## Written instruction
In the summary of the victims bill's changes to the Criminal Code, what test under 486(2) replaces the present requirement that a support worker be "necessary"?

## Extract provided
┄┄┄┄┄┄
Significant procedural changes to the Criminal Code and other Acts.

The victims bill amends significant aspects of the Criminal Code of Canada.  Those changes affect, among other things, the openness of courts and identity of persons making accusations and witnesses, the expansion of support workers, a changing of terminology to “victim” from the commencement of proceedings, and and overall change in attitude and prioritization of sentencing to one of protection of society over rehabilitation and other objectives.

Limitations and additional mechanisms to obtaining third party records:

The Act seeks to amend the mechanisms for which third party records may be produced and for what offences.  The act will amend the sections set out in 278 of the Criminal Code (and the various subsections and clauses).  Among other things, the Court must also assess the “personal security” of the victim in making such assessments of disclosure.

Broadening the offence of Intimidation of a justice system participant or a journalist

Broaden the offence for intimidating justice system participants under 423.1(1) so that it relates to “any” conduct as opposed to “conduct” per se.

Excluding the public from court proceedings.

Broad language and considerations in making a public exclusion order under 486(1) of the Criminal Code with a long list of considerations.  These orders would allow the judge to exclude all members of the public and media when these factors apply so that only the lawyers and Court staff may be present.  These terms are much broader than what has existed in the past which sought to foster transparency and an open-court principle.  The Act proposed would require a Court to seriously balance the open-court principle to the rights of the victim and privacy interests.

The broadening of Court orders under 486 to have a support worker present for all witnesses and to testify out of court.

At present, the Court must grant the ability for a witness under the age of 18 or who has mental or a physical disability to have a support person present and close during testimony when a prosecutor brings such an application.  For persons over 18, a court may grant such an order upon application of a prosecutor or the witness themselves.

Under the new proposed legislation, the Court may bring its own motion to do so out “in respect” of the witness even if the prosecutor or witness does not request it.  The amendments would also allow a person under the age of 18 or a person with a mental or physical disability to bring such a motion.  Another significant change is that the test under 486(2) is reduced to if the support worker would “facilitate” the giving of testimony, as opposed to it being “necessary” under present legislation.   A number of factors to make this consideration are enumerated.

Identical amendments with the same factors are made with respect to witnesses who wish to testify outside of the Courtroom for witnesses under 18 (or with disabilities), or other witnesses.

The protection of witnesses’ identity:

The Act seeks to add the ability for a Court to make an order that a witness’ identify not be disclosed to the public.  This application may be brought by the witness themselves, or the prosecutor.

The obligations of court and prosecutors to make enquires of the victim’s awareness of the plea arrangements.

Under the present provision of a plea inquiry under the Criminal Code, section 606 seeks to ensure that the accused is fully informed of the terms and potential consequences and is voluntary.  The Act seeks to add a provision obligating the Court to inquire that reasonable steps were taken to inform the victim(s) of the plea for certain offences involving “personal injury” as defined under section 752.  This amendment also places an obligation upon the prosecutor to take reasonable steps to inform the victim of the plea afterwards.
┄┄┄┄┄┄
## Given information
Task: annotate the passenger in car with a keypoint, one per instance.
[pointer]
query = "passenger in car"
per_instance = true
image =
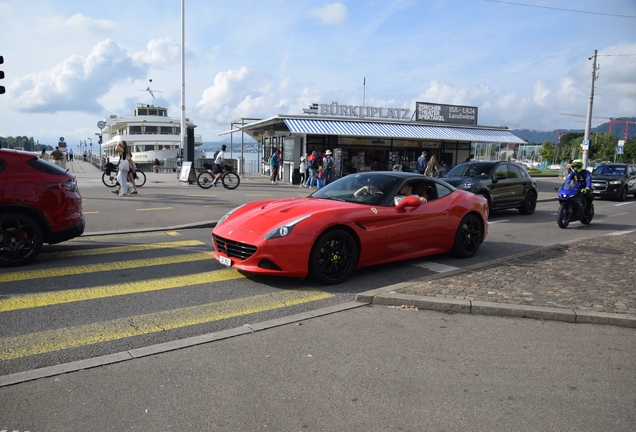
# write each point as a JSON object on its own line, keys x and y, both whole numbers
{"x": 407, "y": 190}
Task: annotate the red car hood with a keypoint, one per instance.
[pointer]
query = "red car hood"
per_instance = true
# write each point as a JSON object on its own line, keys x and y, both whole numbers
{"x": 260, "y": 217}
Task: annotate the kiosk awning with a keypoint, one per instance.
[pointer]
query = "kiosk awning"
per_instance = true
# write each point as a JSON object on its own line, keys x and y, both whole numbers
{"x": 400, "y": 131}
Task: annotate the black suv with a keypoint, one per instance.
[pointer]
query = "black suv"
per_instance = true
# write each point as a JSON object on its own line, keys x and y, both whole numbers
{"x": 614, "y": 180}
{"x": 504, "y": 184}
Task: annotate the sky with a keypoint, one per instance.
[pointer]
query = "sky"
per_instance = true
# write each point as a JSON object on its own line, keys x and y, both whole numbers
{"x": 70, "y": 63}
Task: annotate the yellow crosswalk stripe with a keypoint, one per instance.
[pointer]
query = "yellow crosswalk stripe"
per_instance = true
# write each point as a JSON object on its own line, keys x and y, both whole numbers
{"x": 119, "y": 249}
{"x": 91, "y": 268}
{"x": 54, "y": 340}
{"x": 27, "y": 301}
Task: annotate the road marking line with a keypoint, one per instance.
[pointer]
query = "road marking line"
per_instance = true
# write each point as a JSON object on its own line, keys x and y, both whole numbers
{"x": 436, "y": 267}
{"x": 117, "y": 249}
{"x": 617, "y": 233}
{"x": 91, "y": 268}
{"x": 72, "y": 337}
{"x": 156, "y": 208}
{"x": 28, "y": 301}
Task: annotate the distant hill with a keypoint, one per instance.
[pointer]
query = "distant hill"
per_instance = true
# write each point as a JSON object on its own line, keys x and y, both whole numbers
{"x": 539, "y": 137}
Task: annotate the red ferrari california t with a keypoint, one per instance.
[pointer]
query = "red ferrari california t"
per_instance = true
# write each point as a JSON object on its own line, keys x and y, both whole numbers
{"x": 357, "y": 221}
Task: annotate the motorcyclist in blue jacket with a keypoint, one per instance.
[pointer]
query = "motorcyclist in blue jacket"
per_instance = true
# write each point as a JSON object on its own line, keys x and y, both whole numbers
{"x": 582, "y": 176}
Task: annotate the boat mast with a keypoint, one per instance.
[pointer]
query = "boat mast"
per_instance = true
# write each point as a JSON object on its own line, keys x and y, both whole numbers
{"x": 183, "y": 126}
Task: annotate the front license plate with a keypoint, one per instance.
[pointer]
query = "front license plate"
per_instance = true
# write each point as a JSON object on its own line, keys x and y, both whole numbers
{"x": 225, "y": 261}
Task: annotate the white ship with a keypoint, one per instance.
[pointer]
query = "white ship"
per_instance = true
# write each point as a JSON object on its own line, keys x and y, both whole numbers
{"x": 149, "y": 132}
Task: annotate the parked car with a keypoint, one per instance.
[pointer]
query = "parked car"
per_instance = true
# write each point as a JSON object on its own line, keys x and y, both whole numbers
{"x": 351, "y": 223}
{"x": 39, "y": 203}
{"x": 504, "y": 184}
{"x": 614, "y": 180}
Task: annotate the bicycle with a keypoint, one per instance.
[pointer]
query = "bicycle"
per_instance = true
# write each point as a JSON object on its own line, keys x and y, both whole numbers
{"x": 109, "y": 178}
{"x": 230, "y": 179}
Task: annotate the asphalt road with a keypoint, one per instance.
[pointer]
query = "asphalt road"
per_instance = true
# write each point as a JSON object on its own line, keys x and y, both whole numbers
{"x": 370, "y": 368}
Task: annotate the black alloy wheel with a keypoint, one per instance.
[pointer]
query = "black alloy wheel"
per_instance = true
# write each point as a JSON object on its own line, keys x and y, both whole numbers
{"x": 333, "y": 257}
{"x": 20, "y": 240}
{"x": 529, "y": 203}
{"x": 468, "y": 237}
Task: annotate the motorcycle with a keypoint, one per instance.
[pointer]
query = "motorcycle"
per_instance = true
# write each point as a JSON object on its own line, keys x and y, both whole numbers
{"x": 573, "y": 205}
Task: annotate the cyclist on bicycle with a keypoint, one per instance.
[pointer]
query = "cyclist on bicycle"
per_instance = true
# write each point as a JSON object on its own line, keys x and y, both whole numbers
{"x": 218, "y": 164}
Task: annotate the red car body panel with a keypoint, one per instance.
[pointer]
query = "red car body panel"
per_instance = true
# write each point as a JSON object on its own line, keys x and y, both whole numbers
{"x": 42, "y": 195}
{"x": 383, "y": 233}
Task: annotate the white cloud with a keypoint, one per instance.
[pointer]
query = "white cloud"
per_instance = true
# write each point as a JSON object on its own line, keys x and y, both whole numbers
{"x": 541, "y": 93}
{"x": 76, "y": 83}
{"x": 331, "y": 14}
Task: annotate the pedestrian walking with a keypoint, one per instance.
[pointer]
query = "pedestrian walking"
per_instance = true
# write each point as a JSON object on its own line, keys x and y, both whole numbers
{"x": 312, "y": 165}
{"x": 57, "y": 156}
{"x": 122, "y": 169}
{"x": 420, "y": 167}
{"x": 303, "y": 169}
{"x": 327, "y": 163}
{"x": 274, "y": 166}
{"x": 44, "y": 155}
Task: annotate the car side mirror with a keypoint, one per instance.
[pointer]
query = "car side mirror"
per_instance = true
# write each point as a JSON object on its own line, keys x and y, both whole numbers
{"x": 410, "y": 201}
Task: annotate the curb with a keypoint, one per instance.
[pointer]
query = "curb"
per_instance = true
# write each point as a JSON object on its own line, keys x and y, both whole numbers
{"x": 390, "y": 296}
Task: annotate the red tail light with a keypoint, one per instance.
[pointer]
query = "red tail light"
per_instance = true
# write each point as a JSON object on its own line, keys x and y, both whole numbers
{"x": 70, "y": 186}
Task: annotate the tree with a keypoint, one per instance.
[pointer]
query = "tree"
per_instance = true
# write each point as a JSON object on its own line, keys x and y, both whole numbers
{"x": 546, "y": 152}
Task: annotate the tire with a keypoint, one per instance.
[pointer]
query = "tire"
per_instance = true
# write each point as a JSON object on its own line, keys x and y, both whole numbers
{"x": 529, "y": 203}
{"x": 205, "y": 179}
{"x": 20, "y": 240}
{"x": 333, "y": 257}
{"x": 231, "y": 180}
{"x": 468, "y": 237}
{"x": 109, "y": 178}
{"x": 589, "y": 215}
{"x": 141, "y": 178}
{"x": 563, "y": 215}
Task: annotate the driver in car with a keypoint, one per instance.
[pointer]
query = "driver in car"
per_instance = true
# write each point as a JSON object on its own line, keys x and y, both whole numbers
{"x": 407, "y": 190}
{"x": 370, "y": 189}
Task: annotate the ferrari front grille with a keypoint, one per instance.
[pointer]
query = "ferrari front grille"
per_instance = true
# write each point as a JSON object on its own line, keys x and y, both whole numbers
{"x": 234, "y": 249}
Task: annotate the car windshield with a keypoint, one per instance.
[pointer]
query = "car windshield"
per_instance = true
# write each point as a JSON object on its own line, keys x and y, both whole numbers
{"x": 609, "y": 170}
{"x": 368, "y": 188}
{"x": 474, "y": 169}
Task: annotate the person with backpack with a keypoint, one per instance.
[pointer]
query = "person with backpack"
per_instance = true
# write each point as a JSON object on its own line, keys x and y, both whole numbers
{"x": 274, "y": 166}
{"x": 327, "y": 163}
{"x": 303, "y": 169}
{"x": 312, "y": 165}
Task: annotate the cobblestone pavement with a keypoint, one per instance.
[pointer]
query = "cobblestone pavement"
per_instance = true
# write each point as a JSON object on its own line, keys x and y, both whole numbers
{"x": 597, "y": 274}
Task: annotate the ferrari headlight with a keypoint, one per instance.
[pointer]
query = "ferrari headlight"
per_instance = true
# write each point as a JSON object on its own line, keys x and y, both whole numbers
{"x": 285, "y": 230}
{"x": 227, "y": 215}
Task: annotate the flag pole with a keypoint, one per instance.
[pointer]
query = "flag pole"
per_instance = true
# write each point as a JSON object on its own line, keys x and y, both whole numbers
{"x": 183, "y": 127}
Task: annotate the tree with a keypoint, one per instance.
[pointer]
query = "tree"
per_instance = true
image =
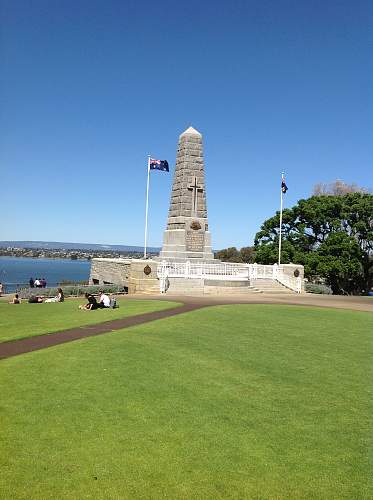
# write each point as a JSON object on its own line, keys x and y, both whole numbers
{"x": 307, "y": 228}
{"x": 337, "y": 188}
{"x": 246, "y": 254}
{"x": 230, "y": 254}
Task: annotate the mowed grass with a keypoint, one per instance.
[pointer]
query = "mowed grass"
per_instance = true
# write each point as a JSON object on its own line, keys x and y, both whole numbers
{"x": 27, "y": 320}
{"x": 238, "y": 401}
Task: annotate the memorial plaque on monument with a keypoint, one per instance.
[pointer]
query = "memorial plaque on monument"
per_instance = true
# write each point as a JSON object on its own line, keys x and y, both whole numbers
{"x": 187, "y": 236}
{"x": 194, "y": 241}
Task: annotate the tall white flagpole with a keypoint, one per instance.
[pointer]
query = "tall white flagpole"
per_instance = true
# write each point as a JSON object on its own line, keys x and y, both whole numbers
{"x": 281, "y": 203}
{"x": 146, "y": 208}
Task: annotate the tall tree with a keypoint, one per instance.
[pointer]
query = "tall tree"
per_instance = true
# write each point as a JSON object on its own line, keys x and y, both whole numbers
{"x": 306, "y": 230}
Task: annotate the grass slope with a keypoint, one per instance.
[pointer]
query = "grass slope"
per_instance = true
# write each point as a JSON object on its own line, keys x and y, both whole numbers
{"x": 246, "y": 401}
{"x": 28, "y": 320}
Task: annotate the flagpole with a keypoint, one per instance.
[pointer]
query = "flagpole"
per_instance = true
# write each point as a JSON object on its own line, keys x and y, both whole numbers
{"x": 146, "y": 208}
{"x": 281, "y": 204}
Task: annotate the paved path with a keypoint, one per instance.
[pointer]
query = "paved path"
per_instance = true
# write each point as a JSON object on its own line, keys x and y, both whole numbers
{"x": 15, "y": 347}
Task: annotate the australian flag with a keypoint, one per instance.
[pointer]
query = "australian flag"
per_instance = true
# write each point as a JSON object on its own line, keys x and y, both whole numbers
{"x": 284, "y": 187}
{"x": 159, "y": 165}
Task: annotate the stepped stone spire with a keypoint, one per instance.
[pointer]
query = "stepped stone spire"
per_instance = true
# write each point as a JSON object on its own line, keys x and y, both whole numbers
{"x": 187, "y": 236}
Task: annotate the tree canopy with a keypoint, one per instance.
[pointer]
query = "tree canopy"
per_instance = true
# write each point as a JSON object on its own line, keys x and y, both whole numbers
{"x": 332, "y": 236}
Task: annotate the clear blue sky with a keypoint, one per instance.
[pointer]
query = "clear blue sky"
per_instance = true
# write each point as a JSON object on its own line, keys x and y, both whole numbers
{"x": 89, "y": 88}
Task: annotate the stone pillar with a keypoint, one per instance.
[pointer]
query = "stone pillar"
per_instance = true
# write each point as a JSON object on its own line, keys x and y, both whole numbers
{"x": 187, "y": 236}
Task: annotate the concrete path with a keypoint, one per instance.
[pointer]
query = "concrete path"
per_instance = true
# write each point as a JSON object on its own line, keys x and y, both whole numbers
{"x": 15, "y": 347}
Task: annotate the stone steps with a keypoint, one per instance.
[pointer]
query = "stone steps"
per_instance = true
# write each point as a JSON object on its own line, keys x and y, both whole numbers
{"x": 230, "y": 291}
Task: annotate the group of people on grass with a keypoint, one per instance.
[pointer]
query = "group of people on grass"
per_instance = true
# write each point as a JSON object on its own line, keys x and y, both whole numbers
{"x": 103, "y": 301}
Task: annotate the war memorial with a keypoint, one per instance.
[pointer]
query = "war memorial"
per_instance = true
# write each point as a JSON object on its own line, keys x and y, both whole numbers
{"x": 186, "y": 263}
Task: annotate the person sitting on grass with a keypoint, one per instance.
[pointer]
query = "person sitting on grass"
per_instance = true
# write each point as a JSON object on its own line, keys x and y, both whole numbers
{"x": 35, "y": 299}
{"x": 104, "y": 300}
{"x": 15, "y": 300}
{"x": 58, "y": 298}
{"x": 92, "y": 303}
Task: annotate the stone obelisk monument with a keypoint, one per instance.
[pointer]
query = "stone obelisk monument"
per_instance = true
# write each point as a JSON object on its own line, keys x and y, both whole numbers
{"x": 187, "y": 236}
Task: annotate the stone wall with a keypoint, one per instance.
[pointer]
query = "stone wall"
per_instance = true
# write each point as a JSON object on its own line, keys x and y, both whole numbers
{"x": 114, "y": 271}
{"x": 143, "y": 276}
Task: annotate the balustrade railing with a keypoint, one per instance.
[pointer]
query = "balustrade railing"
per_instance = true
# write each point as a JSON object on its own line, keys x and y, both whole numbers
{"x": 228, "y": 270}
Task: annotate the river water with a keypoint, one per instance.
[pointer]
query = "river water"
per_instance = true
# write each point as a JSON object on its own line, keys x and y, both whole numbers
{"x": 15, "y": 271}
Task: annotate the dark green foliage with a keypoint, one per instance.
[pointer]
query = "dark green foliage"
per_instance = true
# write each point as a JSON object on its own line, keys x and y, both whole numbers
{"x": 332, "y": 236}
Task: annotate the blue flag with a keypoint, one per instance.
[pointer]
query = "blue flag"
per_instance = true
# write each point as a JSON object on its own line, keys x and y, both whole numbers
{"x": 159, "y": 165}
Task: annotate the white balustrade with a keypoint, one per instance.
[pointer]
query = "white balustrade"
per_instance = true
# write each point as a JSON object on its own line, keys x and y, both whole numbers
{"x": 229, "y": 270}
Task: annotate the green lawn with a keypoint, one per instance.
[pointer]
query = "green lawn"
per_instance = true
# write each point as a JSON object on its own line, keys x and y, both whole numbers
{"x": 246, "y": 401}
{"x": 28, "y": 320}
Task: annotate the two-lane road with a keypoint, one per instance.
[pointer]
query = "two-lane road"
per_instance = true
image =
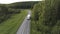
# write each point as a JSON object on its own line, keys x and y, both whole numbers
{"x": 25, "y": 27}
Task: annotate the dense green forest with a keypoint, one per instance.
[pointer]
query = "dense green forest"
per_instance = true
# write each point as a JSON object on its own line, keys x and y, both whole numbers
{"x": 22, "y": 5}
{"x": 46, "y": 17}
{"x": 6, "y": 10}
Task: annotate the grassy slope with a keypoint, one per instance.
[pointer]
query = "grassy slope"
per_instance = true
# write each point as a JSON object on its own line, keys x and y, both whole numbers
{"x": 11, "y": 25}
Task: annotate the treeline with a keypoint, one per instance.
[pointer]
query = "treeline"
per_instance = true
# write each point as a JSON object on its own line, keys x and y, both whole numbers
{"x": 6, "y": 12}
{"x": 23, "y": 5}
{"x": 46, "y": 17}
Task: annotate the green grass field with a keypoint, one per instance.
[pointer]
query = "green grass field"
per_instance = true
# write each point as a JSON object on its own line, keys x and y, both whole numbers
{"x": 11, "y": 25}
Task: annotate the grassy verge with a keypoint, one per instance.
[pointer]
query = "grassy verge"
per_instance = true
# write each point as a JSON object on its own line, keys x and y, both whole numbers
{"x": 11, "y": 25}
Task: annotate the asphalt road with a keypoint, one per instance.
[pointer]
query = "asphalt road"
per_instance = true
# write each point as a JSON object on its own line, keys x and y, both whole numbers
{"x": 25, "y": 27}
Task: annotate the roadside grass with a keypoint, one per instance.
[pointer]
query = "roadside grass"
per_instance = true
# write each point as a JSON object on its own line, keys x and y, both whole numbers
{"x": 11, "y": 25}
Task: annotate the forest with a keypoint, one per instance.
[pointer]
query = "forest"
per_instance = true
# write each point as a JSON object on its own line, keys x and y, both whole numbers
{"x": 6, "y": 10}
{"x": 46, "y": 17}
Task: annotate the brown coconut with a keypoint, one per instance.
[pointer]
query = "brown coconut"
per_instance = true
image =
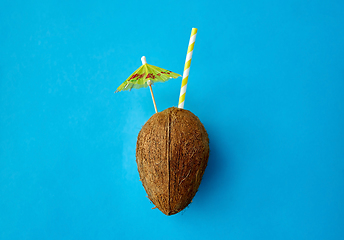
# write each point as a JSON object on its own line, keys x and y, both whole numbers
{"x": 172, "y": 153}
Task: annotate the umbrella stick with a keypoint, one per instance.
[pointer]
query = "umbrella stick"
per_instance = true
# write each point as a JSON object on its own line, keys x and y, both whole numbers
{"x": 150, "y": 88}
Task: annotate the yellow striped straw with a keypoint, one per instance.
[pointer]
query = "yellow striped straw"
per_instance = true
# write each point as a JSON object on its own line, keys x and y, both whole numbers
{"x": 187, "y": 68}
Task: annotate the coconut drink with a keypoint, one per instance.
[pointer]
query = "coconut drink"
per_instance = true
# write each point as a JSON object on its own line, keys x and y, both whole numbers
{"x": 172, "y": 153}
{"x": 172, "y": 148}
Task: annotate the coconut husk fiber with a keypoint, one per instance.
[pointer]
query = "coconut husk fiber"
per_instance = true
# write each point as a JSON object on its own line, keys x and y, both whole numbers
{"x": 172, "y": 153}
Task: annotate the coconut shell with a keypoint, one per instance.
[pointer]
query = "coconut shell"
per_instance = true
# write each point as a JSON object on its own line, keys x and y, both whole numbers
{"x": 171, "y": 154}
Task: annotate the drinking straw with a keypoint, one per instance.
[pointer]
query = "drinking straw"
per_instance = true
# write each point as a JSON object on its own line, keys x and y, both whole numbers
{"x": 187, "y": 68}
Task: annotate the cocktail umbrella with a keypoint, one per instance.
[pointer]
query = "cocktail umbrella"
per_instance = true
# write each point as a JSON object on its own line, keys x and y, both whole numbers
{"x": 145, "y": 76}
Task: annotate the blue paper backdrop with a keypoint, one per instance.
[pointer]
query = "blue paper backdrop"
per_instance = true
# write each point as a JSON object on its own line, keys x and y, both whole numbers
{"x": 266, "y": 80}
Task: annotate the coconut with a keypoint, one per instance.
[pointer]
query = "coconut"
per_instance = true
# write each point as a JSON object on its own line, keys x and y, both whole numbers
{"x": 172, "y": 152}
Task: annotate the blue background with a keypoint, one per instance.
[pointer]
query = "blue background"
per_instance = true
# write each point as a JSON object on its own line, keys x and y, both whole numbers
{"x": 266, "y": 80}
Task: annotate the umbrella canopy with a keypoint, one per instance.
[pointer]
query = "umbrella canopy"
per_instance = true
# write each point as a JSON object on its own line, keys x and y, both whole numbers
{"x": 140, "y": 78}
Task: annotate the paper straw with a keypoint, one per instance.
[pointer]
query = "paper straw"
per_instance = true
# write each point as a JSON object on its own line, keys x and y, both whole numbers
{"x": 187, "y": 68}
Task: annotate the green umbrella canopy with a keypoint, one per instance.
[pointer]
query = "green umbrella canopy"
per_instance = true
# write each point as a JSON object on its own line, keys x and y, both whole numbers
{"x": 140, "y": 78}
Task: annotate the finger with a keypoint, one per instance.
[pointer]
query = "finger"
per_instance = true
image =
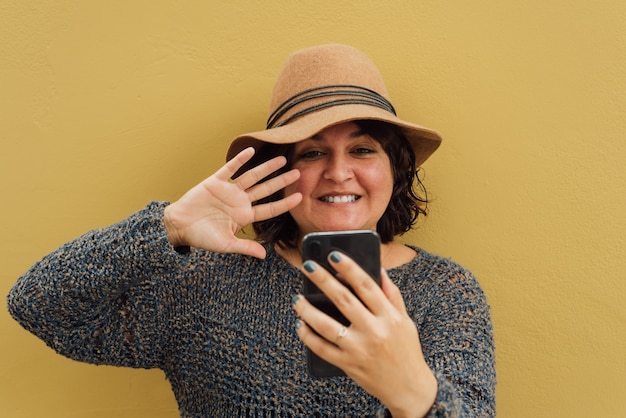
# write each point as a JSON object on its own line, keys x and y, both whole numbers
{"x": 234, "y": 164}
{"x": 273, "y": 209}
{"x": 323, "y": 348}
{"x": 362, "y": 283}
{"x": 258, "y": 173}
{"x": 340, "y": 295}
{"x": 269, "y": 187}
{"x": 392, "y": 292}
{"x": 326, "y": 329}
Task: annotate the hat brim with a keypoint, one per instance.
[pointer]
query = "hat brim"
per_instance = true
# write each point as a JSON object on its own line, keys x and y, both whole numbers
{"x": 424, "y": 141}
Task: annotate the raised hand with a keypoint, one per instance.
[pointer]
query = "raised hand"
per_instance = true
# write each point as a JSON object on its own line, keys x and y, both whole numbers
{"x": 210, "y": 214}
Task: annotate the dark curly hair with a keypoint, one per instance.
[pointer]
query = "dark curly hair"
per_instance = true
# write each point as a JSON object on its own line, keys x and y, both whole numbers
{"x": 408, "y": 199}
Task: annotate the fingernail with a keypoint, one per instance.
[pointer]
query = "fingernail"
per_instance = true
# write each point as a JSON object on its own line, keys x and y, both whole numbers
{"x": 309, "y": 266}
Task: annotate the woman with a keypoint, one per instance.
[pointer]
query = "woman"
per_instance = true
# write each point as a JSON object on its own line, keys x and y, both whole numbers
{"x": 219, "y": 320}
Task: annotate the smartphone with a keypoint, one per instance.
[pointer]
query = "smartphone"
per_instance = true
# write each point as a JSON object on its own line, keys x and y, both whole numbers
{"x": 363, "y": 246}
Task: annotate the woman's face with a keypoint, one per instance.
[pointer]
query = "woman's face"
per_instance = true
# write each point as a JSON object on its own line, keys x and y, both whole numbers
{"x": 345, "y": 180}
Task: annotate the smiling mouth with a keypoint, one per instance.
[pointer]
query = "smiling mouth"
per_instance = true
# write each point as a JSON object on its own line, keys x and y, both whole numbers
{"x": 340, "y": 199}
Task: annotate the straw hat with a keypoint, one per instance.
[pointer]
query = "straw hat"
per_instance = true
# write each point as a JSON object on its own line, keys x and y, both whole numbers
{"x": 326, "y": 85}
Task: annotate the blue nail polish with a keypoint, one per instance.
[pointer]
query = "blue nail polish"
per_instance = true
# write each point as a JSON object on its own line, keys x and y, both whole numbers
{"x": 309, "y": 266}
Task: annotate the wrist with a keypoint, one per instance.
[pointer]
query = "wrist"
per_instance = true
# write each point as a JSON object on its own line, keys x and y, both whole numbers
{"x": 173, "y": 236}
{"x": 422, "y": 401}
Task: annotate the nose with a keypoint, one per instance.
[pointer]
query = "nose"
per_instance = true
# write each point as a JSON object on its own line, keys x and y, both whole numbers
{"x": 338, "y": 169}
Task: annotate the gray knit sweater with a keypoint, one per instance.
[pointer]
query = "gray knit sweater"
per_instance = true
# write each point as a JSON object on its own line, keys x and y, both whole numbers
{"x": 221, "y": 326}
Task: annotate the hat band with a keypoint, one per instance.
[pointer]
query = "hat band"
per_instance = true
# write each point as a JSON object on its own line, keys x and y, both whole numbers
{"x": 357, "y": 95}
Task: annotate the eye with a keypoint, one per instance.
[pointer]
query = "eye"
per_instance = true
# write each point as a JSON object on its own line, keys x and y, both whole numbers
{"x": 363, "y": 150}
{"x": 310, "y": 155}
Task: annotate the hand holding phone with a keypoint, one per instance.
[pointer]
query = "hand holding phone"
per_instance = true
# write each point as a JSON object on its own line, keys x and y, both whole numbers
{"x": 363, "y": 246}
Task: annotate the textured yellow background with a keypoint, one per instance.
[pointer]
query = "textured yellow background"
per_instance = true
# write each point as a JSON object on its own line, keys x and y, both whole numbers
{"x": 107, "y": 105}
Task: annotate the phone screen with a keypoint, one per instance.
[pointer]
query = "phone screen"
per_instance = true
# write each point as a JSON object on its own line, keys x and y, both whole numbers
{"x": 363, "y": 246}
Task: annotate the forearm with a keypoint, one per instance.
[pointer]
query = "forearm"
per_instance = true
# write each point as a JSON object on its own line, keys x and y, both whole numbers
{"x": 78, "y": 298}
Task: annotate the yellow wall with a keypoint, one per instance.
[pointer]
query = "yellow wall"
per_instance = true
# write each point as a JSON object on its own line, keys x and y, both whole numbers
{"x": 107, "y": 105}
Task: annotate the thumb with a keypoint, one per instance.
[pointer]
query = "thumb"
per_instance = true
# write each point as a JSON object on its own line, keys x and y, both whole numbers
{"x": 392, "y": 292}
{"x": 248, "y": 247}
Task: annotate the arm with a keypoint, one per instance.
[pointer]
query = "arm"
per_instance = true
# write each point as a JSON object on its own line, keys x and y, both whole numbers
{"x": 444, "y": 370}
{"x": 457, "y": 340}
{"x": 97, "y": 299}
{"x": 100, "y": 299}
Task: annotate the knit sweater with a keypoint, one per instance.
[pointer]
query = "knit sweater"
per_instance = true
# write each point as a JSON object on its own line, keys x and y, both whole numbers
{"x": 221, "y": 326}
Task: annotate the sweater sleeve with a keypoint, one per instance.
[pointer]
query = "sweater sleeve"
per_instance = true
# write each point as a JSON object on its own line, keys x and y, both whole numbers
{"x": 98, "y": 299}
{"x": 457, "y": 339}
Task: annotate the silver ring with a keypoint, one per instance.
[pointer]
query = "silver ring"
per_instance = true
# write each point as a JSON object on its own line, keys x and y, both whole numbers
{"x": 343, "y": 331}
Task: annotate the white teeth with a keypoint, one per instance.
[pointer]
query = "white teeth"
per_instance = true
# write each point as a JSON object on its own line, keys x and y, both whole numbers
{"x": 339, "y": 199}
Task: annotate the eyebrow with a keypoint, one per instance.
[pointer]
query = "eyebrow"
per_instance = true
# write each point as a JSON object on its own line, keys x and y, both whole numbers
┄┄┄┄┄┄
## Final result
Whether the support worker would "facilitate" the giving of testimony.